→ DATASET

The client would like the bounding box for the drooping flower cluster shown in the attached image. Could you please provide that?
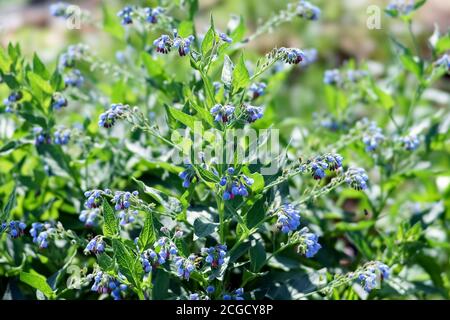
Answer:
[248,82,267,99]
[296,0,321,20]
[174,254,195,280]
[358,261,391,292]
[210,104,236,123]
[53,128,70,145]
[178,164,195,188]
[30,222,56,249]
[202,244,227,269]
[144,7,164,24]
[117,6,133,25]
[84,236,105,254]
[219,167,254,200]
[386,0,415,17]
[64,69,84,87]
[290,227,322,258]
[91,271,128,300]
[302,153,344,180]
[276,203,300,233]
[52,92,67,110]
[49,2,70,18]
[33,127,52,146]
[362,121,385,152]
[345,168,369,190]
[78,208,100,228]
[278,47,305,64]
[242,104,264,123]
[400,134,420,151]
[223,288,244,300]
[153,30,195,57]
[98,103,129,128]
[0,221,27,239]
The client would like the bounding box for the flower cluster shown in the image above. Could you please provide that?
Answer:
[52,92,67,110]
[362,122,385,152]
[78,208,100,228]
[296,0,320,20]
[33,127,52,146]
[290,227,322,258]
[400,134,420,151]
[144,7,164,24]
[242,104,264,123]
[0,221,27,239]
[278,47,305,64]
[202,244,227,269]
[84,236,105,254]
[174,254,195,280]
[248,82,267,99]
[49,2,70,18]
[276,203,300,233]
[178,164,195,188]
[345,168,369,190]
[223,288,244,300]
[98,103,128,128]
[153,31,195,57]
[358,261,391,292]
[117,6,133,25]
[64,69,84,87]
[209,104,236,123]
[91,271,128,300]
[111,191,139,210]
[53,129,70,145]
[30,222,56,249]
[84,190,105,209]
[386,0,415,17]
[219,167,254,200]
[3,91,23,112]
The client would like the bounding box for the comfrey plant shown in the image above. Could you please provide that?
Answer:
[0,0,449,300]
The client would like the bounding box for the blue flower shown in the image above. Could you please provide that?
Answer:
[276,204,300,233]
[345,168,369,190]
[0,221,27,239]
[248,82,267,99]
[78,208,100,228]
[64,69,84,87]
[117,6,133,25]
[210,104,236,123]
[243,104,264,123]
[145,7,164,24]
[84,236,105,254]
[98,103,128,128]
[400,134,420,151]
[278,47,305,64]
[219,32,233,43]
[53,129,70,145]
[202,244,227,269]
[174,255,195,280]
[296,0,321,20]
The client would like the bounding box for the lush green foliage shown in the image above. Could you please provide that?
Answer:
[0,0,450,299]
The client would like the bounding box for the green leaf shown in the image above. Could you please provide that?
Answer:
[103,198,119,237]
[102,2,125,40]
[20,272,54,298]
[33,53,49,80]
[221,55,234,88]
[248,239,266,272]
[27,71,53,94]
[113,239,142,288]
[194,218,219,240]
[139,212,156,251]
[0,186,16,222]
[232,54,250,92]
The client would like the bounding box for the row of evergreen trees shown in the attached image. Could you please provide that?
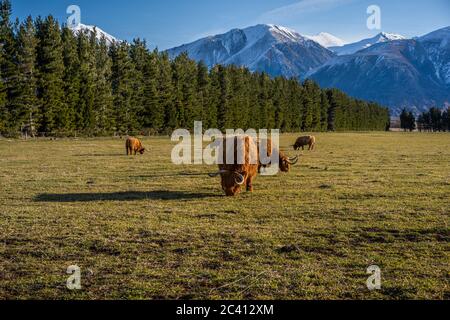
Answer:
[0,0,389,135]
[417,107,450,132]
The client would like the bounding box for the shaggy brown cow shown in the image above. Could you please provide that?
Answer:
[258,139,298,173]
[294,136,316,150]
[209,136,298,196]
[209,136,259,196]
[125,137,145,156]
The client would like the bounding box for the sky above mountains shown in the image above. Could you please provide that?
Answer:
[12,0,450,49]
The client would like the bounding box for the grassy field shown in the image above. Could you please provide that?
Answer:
[0,133,450,299]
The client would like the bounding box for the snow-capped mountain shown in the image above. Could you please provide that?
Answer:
[309,28,450,115]
[168,25,334,77]
[70,23,120,45]
[418,27,450,85]
[305,32,345,48]
[329,32,406,56]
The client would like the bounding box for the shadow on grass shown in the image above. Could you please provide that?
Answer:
[74,153,127,158]
[130,172,208,179]
[34,190,220,202]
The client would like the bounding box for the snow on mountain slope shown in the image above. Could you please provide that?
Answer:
[168,24,334,77]
[305,32,345,48]
[329,32,406,56]
[418,27,450,84]
[70,23,120,45]
[310,40,450,115]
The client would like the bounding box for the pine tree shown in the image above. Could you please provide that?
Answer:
[111,42,136,133]
[10,17,38,132]
[158,52,179,132]
[0,0,18,133]
[130,38,149,128]
[36,16,68,133]
[196,61,211,128]
[94,38,115,134]
[172,53,201,128]
[141,50,164,133]
[62,27,82,133]
[77,32,97,134]
[0,43,9,135]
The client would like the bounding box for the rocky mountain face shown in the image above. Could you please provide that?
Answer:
[308,28,450,115]
[168,25,450,115]
[168,25,334,77]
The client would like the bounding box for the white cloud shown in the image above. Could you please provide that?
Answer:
[260,0,353,21]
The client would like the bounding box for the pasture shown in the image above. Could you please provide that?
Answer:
[0,133,450,299]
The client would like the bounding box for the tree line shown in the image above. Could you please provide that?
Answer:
[400,107,450,132]
[0,0,389,136]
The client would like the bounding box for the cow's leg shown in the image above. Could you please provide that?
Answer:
[247,177,253,192]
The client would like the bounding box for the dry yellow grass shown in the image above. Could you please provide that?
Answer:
[0,133,450,299]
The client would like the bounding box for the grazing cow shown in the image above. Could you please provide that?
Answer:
[209,136,298,196]
[258,139,298,173]
[209,136,259,196]
[294,136,316,150]
[125,137,145,156]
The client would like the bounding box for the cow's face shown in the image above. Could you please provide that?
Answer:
[221,172,244,197]
[279,152,298,172]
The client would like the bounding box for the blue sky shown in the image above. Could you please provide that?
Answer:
[12,0,450,49]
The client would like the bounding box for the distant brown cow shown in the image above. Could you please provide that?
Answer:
[258,139,298,172]
[125,137,145,156]
[209,136,259,196]
[294,136,316,150]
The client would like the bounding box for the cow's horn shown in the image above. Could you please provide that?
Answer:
[208,170,228,178]
[289,156,298,165]
[234,172,245,185]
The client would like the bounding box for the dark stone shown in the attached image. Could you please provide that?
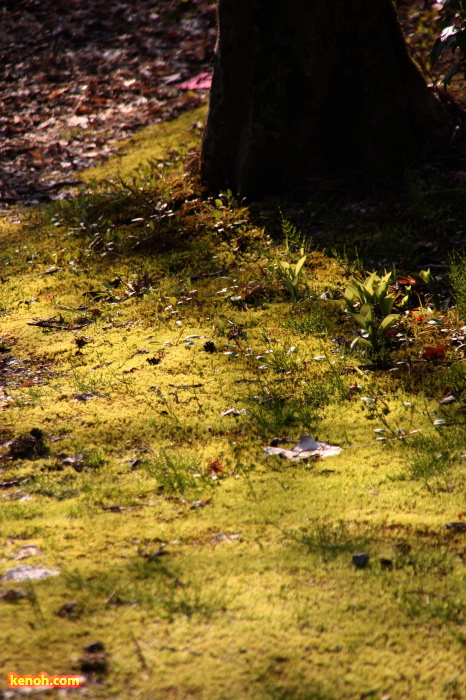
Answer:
[351,552,369,569]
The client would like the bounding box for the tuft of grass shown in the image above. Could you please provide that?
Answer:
[143,451,205,496]
[285,520,375,561]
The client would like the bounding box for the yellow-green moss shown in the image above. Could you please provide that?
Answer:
[0,112,466,700]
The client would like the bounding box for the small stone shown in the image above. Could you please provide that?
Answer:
[379,557,393,571]
[351,552,369,569]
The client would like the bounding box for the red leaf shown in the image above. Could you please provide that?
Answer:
[209,459,225,474]
[422,343,445,360]
[178,73,212,90]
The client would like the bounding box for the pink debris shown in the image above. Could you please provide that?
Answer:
[178,73,212,90]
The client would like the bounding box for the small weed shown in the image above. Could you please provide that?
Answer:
[343,272,401,357]
[284,520,375,561]
[83,447,105,469]
[143,451,202,496]
[282,301,342,337]
[449,253,466,318]
[277,251,306,301]
[248,389,319,438]
[406,426,463,489]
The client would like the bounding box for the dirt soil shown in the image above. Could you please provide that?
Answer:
[0,0,216,208]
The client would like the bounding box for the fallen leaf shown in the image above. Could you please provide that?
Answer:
[422,343,446,360]
[178,73,212,90]
[220,408,248,416]
[209,459,225,474]
[0,588,27,603]
[264,435,341,461]
[0,565,60,582]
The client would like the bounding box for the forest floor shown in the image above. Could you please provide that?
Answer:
[0,3,466,700]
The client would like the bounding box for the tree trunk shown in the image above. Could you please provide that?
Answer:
[201,0,453,198]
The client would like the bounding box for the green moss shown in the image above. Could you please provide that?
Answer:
[0,106,466,700]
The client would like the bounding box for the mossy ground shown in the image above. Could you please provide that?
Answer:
[0,105,466,700]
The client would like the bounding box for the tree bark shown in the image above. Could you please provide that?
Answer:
[201,0,454,198]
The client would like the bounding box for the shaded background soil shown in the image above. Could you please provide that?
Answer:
[0,0,216,207]
[0,0,458,209]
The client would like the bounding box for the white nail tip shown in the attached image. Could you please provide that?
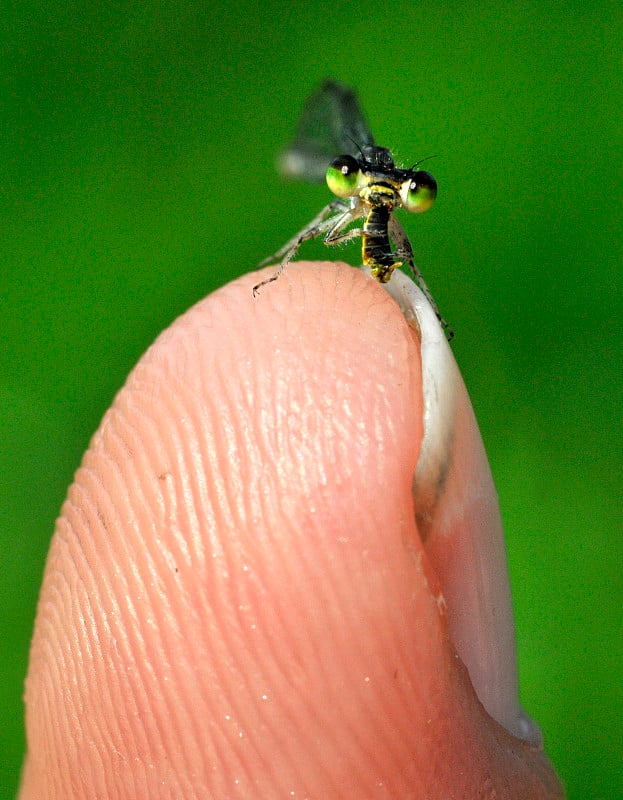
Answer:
[378,270,541,746]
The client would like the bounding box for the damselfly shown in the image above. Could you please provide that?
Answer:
[253,80,453,339]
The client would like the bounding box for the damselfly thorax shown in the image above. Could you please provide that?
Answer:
[253,81,453,338]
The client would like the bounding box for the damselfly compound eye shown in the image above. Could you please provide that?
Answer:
[253,80,452,339]
[327,156,360,197]
[400,170,437,214]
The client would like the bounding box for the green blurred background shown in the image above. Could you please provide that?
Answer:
[0,0,623,800]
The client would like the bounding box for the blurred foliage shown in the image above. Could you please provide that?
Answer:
[0,0,623,800]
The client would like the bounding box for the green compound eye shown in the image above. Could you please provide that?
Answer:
[400,170,437,214]
[327,156,359,197]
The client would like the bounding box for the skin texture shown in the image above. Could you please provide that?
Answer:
[20,262,562,800]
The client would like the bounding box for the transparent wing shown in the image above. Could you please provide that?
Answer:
[278,80,374,183]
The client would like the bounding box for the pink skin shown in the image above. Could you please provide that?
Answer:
[20,263,563,800]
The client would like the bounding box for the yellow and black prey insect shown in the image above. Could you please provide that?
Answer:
[253,80,452,338]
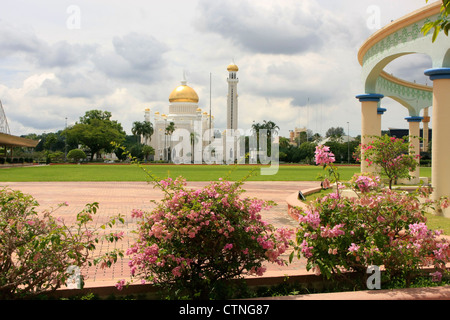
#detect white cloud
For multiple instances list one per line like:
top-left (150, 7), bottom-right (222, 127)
top-left (0, 0), bottom-right (440, 135)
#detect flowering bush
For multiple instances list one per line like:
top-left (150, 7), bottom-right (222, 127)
top-left (360, 135), bottom-right (420, 188)
top-left (296, 145), bottom-right (450, 279)
top-left (314, 145), bottom-right (341, 195)
top-left (118, 178), bottom-right (293, 299)
top-left (0, 189), bottom-right (122, 299)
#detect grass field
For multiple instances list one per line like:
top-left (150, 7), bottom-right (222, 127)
top-left (0, 165), bottom-right (359, 182)
top-left (0, 164), bottom-right (431, 182)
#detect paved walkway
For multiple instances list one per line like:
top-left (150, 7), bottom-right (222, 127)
top-left (0, 181), bottom-right (320, 287)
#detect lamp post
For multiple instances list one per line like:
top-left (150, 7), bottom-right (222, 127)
top-left (347, 121), bottom-right (350, 164)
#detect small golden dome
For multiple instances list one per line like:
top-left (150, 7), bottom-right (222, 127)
top-left (169, 81), bottom-right (199, 103)
top-left (227, 63), bottom-right (239, 72)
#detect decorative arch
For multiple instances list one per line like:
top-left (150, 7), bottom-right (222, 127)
top-left (356, 1), bottom-right (450, 218)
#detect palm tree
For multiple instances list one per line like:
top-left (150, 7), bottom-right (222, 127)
top-left (141, 121), bottom-right (154, 143)
top-left (190, 132), bottom-right (198, 163)
top-left (131, 121), bottom-right (143, 143)
top-left (131, 121), bottom-right (153, 144)
top-left (165, 122), bottom-right (176, 162)
top-left (252, 120), bottom-right (280, 156)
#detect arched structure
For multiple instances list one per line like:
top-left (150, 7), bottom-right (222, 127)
top-left (356, 1), bottom-right (450, 217)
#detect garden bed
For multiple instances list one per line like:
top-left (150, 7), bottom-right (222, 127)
top-left (41, 269), bottom-right (450, 300)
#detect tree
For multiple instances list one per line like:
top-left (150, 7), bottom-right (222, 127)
top-left (422, 0), bottom-right (450, 42)
top-left (131, 121), bottom-right (153, 143)
top-left (65, 110), bottom-right (125, 161)
top-left (252, 120), bottom-right (280, 156)
top-left (165, 122), bottom-right (176, 158)
top-left (325, 127), bottom-right (345, 139)
top-left (361, 135), bottom-right (420, 189)
top-left (67, 149), bottom-right (86, 162)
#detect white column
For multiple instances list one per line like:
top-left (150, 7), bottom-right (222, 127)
top-left (406, 117), bottom-right (423, 184)
top-left (356, 94), bottom-right (384, 173)
top-left (425, 68), bottom-right (450, 218)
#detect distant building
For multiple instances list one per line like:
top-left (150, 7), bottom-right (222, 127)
top-left (145, 63), bottom-right (239, 161)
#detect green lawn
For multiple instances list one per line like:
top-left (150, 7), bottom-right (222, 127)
top-left (0, 165), bottom-right (359, 182)
top-left (0, 164), bottom-right (431, 182)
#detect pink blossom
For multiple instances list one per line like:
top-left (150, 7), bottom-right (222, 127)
top-left (348, 243), bottom-right (360, 252)
top-left (131, 209), bottom-right (144, 218)
top-left (116, 279), bottom-right (125, 291)
top-left (315, 145), bottom-right (336, 165)
top-left (430, 271), bottom-right (442, 282)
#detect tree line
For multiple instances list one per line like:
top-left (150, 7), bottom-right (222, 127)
top-left (16, 110), bottom-right (360, 164)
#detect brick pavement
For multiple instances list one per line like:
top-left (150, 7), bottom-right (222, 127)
top-left (0, 181), bottom-right (320, 287)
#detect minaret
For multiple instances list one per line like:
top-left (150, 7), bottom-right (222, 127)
top-left (227, 63), bottom-right (239, 130)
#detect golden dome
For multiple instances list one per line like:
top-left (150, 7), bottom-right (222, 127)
top-left (227, 63), bottom-right (239, 72)
top-left (169, 81), bottom-right (199, 103)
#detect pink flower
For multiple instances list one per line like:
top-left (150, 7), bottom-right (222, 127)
top-left (172, 267), bottom-right (181, 277)
top-left (430, 271), bottom-right (442, 282)
top-left (315, 145), bottom-right (336, 165)
top-left (116, 279), bottom-right (125, 291)
top-left (131, 209), bottom-right (144, 218)
top-left (348, 243), bottom-right (360, 252)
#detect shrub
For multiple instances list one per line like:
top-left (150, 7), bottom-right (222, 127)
top-left (361, 135), bottom-right (420, 188)
top-left (67, 149), bottom-right (86, 162)
top-left (291, 145), bottom-right (450, 281)
top-left (118, 174), bottom-right (293, 299)
top-left (0, 188), bottom-right (123, 299)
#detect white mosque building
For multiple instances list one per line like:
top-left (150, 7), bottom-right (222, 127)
top-left (145, 63), bottom-right (239, 163)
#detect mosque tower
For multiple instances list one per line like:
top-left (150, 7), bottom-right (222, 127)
top-left (227, 63), bottom-right (239, 130)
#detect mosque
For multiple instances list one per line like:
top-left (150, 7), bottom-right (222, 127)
top-left (145, 63), bottom-right (239, 162)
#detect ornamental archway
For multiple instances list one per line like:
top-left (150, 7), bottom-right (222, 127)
top-left (356, 1), bottom-right (450, 217)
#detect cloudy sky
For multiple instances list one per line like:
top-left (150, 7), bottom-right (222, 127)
top-left (0, 0), bottom-right (440, 136)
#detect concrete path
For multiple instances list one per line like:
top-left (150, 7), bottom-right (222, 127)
top-left (0, 181), bottom-right (320, 287)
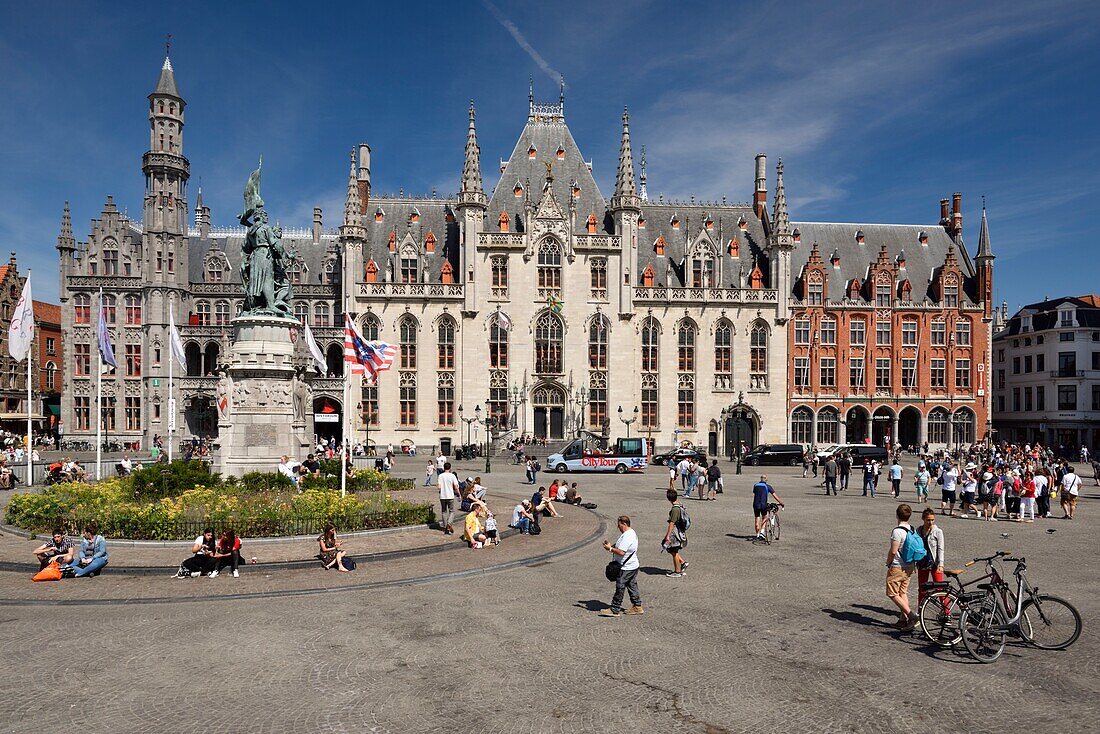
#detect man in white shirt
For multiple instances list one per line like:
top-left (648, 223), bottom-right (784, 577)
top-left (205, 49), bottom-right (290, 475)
top-left (1062, 465), bottom-right (1081, 519)
top-left (600, 515), bottom-right (646, 616)
top-left (439, 464), bottom-right (459, 535)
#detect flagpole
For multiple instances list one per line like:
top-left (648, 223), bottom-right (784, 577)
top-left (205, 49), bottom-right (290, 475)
top-left (168, 296), bottom-right (176, 463)
top-left (26, 270), bottom-right (34, 486)
top-left (96, 287), bottom-right (103, 481)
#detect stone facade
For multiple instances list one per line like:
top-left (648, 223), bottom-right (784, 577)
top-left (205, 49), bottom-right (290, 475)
top-left (51, 53), bottom-right (998, 453)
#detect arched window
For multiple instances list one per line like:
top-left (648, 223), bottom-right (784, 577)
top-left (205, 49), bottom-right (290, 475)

→ JOB
Copy out the items above, from the line that contains "#detect mosque tower" through the line that contains "top-left (439, 464), bottom-right (459, 535)", inclusive, requests included. Raise every coordinate in the answers by 86, leave the requests and their sample coordinates unchanged, include nothing beyond these lines, and omit the pictures.

→ OUTPUT OF THE TASK
#detect mosque tower
For multiple instances list one per line like:
top-left (150, 7), bottom-right (222, 127)
top-left (313, 149), bottom-right (325, 216)
#detect mosque
For multiple instances list one per line like:
top-left (150, 7), bottom-right (222, 127)
top-left (231, 149), bottom-right (325, 248)
#detect ornamental archway
For multiple instances list one per line like:
top-left (150, 7), bottom-right (222, 127)
top-left (442, 87), bottom-right (536, 303)
#detect cloudy sky
For multiple instances list one per line like:
top-left (150, 7), bottom-right (222, 127)
top-left (86, 86), bottom-right (526, 222)
#detect concrete path
For multiple instances list one per line like:
top-left (150, 7), bottom-right (222, 127)
top-left (86, 267), bottom-right (406, 373)
#detect man in white shirt
For multiple instances list one per line like:
top-left (648, 223), bottom-right (784, 577)
top-left (205, 49), bottom-right (290, 475)
top-left (1148, 551), bottom-right (1167, 605)
top-left (686, 601), bottom-right (732, 702)
top-left (525, 550), bottom-right (545, 621)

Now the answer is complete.